---------- Selected text ----------

Rewriting the Script: The Writers Guild’s Next Act

Sydni Wynter

Nearly 148 days after the Writer’s Guild of America (WGA) went on strike and effectively halted Hollywood as we know it, the writers’ unions and the Alliance of Motion Picture and Television Producers (AMPTP) have reached a tentative collective bargaining agreement that the Guild will bring to an official vote by union membership this week.[1] The nearly five-month strike beginning in May 2023, marked the first Hollywood shutdown in nearly two decades–which saw 11,500 motion picture, day-time television, and streaming writers out of work while the Guild and studios were engaged in fervent negotiations.

The Union raised a number of demands throughout negotiations: including increased minimum pay and royalty payments for cable and streaming production, strengthening of protections for writers, but most importantly, and controversially, express “guarantees that artificial intelligence would not encroach on writers’ credits, compensation,” and employability.[2] While the union and AMPTP trading alliances were able to reach an agreement on the majority of the Guild’s demands, the final point of contention centered on the use of generative artificial intelligence (GAI).[3] Alongside various ethical issues of GAI, the central anxiety surrounding the expansive form of technology is the unanswered copyright and intellectual property implications for ownership and liability that may create issues for writers and studios alike.[4]

Generative Artificial Intelligence uses available sets of data that contain examples of the entities that will be used as a beginning point for the generation of new data that is outputted.[5] The sets of data act as training sets in which information can be extracted, however the data that is contained in these sets may be protected by copyright—such as screenplays, poems, articles, and other forms of literary works.[6] One key feature of GAI processing that lies at the crux of its potentially troublesome legal implications is that it learns directly from the whole work as it exists in its expressive forms (which are protected by copyright law), not through the study of small features or underlying ideas (which are not protected by copyright law). Specifically, in the realm of script production and screenwriting, the use of GAI creates as least two issues in the realm of copyright law and its protections: (1) the use of protected works, which must be stored in memory until the end of the training process (if not longer, in order to reproduce the experiment); and (2) the ownership of intellectual property rights in the resulting, generated works.[7]

While the Copyright Office has attempted to provide guidelines around registering works with AI-assisted elements, and legislation is (hopefully) being created to provide statutory guidance, the Writer’s Guild has fought for express protections for its members and their works in the interim. The Writer’s Guild proposed tentative collective bargaining agreement (MBA), includes the proposal for a new addition, Article 72, that specifically deals with potential issues with Generative Artificial Intelligence that may affect the livelihood of writers.[8] The proposed Article sets out four explicit protections for writers related to generative artificial intelligence. The protections include an express agreement by the parties that AI will not be considered to be human, a writer, or a human writer—which resolves potential copyright issues in light of the human authorship requirement for copyright eligibility.[9] The following clauses establish a notice requirement for studios’ intended use of GAI in the script-writing process, deny studios the right to disqualify a writer from copyright and compensation rights for using GAI-produced material, and allow studios to disallow writers from using GAI if its use may affect the potential copyrightability of a work.[10] Perhaps most notably, the tentative agreement recognizes that the implementation of GAI into the motion picture production process may potentially introduce “issues of ethics, privacy, security, copyrightability or other protection of intellectual property rights.”[11] In acknowledging the peripheral legal issues, the Guild now retains the right to regularly meet with the AMPTP trade alliance to discuss, review, and amend the agreement between the parties to accurately reflect the rapidly changing legal landscape around artificial intelligence.

---------- Record set ----------

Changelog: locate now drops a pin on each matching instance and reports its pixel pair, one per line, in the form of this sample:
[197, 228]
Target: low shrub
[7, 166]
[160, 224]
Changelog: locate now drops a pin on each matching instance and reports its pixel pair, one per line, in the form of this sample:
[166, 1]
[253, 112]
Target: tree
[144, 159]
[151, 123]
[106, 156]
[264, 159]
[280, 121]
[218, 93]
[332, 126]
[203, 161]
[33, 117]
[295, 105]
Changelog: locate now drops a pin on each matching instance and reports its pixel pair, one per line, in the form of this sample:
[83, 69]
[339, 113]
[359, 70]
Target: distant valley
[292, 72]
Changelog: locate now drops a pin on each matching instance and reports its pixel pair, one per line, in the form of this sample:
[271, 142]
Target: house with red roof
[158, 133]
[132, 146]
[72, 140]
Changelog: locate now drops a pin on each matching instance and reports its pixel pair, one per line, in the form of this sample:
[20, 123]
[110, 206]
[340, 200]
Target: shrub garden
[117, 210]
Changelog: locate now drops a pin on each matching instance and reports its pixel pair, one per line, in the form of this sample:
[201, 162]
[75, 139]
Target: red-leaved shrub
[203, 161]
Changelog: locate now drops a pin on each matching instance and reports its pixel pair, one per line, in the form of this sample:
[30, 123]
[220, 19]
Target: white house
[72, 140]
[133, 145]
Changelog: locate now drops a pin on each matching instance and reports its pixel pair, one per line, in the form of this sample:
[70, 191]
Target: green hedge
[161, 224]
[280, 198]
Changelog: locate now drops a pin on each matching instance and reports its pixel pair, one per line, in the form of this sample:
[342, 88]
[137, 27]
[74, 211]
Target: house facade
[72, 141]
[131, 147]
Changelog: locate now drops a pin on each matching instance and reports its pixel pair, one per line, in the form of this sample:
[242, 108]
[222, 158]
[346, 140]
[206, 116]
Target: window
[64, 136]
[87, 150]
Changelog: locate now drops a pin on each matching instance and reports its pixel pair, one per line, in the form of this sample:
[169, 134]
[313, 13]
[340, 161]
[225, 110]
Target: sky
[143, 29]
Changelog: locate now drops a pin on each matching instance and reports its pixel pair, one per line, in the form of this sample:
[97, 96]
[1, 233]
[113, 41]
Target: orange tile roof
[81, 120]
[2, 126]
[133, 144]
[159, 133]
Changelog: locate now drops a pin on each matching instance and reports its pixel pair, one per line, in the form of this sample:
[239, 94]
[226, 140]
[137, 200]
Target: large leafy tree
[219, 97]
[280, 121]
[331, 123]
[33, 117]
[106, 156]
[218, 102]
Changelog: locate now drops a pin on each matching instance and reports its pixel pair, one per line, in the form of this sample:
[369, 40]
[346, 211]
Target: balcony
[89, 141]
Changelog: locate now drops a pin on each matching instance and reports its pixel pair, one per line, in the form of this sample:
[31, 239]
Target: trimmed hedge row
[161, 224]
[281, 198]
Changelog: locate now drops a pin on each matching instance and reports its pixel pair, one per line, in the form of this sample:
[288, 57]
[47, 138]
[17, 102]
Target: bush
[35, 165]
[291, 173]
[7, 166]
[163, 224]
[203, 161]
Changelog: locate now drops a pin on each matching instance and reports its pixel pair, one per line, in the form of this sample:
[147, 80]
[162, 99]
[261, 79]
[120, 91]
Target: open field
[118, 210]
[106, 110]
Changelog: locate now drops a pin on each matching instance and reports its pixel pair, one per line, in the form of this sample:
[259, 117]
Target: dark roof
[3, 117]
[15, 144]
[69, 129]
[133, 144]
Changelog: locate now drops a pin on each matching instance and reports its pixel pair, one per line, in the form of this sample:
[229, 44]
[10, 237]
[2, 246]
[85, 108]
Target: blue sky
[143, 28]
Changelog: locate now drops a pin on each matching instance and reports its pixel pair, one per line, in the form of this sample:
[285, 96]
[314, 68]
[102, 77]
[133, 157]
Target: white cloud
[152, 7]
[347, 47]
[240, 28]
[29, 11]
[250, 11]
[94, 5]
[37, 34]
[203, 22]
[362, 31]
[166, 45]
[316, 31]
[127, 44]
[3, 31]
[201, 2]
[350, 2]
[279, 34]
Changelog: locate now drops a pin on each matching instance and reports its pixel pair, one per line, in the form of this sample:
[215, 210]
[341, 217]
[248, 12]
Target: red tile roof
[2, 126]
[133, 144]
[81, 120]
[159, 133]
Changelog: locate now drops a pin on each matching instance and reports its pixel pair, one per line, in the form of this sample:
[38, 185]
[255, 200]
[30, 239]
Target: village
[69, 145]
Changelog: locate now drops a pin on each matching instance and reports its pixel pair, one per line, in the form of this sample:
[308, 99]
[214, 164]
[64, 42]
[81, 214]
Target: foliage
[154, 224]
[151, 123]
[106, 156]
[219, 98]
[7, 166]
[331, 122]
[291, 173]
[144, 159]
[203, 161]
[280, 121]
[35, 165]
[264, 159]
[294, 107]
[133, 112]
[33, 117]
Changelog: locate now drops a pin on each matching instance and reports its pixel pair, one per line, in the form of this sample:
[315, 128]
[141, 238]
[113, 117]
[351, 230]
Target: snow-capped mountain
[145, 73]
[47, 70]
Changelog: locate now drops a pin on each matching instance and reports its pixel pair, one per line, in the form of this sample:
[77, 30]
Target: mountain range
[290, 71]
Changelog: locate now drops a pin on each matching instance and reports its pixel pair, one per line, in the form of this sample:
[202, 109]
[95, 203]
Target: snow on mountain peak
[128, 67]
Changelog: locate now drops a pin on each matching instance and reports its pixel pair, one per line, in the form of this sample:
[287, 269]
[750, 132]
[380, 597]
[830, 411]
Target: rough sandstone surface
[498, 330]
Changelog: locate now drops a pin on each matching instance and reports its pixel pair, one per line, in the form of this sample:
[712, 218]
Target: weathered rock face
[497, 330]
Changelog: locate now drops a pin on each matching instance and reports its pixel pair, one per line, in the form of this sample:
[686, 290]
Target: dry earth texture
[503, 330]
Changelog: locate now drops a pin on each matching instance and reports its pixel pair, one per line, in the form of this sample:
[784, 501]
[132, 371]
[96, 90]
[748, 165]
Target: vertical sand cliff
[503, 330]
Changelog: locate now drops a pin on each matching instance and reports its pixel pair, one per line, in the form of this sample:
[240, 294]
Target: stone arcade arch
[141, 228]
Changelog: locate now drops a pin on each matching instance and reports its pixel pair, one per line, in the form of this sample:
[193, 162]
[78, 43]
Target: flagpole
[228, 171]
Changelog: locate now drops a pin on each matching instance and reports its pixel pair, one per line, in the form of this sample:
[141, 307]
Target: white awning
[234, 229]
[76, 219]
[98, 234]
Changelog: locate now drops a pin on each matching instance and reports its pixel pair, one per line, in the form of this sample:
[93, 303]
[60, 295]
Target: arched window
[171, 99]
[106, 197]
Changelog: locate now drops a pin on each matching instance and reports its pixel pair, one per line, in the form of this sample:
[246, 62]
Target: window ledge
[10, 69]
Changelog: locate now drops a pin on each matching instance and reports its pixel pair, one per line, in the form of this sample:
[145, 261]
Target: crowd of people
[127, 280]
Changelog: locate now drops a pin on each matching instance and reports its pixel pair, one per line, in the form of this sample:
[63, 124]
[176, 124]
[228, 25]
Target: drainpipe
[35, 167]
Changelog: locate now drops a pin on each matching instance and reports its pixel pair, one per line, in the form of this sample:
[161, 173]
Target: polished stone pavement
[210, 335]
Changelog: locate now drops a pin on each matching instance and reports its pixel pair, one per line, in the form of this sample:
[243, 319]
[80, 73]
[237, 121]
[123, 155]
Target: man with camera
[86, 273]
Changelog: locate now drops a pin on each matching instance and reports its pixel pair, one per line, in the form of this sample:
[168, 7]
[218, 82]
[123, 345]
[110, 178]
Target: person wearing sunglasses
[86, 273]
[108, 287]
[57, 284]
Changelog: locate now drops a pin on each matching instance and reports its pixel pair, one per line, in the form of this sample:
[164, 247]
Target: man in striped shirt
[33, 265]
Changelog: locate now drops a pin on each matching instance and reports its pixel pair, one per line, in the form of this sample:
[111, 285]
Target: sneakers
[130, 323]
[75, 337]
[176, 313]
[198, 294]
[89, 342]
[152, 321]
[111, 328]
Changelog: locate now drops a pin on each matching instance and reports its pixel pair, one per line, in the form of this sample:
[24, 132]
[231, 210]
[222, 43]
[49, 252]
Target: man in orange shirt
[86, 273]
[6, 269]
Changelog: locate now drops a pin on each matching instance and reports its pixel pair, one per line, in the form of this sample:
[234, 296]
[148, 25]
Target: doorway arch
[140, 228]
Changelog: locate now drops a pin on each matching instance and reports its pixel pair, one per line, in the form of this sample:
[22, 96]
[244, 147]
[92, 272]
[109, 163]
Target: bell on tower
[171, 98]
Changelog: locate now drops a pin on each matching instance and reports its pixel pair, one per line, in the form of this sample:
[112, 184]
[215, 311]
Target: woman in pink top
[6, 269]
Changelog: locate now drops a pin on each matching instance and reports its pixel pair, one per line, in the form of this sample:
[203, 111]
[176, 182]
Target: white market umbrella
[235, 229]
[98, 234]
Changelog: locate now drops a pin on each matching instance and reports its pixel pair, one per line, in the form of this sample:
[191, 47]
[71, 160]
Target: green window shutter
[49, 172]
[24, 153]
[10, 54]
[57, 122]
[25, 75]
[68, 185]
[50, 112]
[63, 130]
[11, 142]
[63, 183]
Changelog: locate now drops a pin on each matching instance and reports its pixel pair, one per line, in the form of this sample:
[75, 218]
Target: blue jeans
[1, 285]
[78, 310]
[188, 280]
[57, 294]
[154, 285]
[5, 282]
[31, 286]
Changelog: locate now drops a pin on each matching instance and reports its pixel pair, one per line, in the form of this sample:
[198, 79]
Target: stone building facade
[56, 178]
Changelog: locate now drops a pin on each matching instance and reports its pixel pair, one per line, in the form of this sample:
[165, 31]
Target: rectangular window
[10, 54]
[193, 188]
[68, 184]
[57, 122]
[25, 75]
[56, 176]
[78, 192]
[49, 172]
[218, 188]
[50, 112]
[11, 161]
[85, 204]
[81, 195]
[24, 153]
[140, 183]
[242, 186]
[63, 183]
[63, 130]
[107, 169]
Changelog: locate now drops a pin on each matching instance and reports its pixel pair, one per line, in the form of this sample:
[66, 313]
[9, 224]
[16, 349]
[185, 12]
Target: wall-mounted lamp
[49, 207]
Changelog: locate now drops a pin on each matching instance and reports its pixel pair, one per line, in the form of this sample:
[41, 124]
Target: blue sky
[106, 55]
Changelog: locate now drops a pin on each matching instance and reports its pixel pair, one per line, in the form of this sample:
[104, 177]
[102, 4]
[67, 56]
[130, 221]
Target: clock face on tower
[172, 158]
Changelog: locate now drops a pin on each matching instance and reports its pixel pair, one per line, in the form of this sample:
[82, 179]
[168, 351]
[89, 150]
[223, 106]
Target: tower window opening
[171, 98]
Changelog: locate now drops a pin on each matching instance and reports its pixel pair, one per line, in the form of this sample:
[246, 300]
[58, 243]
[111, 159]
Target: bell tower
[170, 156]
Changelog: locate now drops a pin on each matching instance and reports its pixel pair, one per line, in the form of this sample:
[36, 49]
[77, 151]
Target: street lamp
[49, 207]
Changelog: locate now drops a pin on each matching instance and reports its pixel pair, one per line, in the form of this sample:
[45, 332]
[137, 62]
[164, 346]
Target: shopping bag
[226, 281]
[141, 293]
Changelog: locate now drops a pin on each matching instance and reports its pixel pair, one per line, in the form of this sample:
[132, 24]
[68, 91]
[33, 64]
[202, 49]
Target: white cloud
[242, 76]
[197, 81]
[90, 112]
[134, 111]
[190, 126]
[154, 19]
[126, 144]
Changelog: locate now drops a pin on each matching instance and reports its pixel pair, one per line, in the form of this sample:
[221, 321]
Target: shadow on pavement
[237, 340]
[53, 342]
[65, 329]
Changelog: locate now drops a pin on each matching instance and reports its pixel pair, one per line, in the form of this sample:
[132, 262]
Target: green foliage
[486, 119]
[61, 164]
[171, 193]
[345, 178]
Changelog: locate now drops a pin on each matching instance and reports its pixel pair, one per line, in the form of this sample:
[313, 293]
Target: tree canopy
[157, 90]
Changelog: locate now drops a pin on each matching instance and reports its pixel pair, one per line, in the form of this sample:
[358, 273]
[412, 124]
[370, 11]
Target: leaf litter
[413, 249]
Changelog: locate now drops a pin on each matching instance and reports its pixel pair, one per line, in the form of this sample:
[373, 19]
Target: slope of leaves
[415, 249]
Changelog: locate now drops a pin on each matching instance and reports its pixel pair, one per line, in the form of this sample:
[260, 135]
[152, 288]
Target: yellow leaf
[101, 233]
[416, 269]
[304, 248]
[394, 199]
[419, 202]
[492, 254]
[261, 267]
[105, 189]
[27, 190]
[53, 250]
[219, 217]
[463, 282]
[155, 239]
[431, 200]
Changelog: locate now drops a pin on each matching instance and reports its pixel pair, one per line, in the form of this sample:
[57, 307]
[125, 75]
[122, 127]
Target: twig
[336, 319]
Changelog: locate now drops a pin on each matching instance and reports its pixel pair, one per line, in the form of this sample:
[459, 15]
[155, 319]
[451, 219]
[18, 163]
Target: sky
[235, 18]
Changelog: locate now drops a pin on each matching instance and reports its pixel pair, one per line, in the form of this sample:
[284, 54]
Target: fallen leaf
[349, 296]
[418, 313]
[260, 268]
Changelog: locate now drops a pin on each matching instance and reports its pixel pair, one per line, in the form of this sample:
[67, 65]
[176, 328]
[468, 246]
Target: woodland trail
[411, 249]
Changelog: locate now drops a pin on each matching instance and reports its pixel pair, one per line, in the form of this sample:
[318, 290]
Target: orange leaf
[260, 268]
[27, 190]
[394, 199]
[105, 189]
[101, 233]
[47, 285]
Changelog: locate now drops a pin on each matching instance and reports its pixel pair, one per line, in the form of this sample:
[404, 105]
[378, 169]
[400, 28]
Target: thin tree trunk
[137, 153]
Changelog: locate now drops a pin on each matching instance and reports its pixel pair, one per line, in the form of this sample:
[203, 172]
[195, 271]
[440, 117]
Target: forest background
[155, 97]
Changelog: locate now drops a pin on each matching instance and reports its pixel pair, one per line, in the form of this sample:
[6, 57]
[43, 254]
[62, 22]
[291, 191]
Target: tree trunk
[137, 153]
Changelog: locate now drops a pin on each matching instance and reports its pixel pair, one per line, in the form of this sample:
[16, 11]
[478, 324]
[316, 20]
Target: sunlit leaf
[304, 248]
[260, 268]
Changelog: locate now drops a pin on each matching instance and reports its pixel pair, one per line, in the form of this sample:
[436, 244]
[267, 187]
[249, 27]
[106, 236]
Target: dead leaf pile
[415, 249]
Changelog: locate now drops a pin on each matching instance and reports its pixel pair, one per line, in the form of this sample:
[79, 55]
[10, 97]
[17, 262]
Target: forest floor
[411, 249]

----------

[Given instruction]: In the article on the Writers Guild strike, which new article of the tentative agreement covers generative artificial intelligence?

[Response for this exercise]: Article 72